** Opening RAW DATA block **
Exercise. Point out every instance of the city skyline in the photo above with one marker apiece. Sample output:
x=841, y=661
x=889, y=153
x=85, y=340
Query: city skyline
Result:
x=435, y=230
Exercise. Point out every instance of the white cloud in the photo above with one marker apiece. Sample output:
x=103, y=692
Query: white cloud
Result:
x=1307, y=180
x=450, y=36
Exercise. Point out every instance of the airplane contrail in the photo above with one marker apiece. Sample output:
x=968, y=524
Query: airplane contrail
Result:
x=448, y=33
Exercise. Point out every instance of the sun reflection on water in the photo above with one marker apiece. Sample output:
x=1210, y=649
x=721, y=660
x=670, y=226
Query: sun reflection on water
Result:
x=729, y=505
** Closing RAW DATA block **
## [ASSIGNMENT]
Repeat exactly the lines from the one containing "x=1210, y=649" through the last line of the records above, both included, and nothing else.

## [ANSWER FOR THIS EXERCISE]
x=1210, y=649
x=721, y=660
x=670, y=226
Query: sun reflection on water
Result:
x=729, y=505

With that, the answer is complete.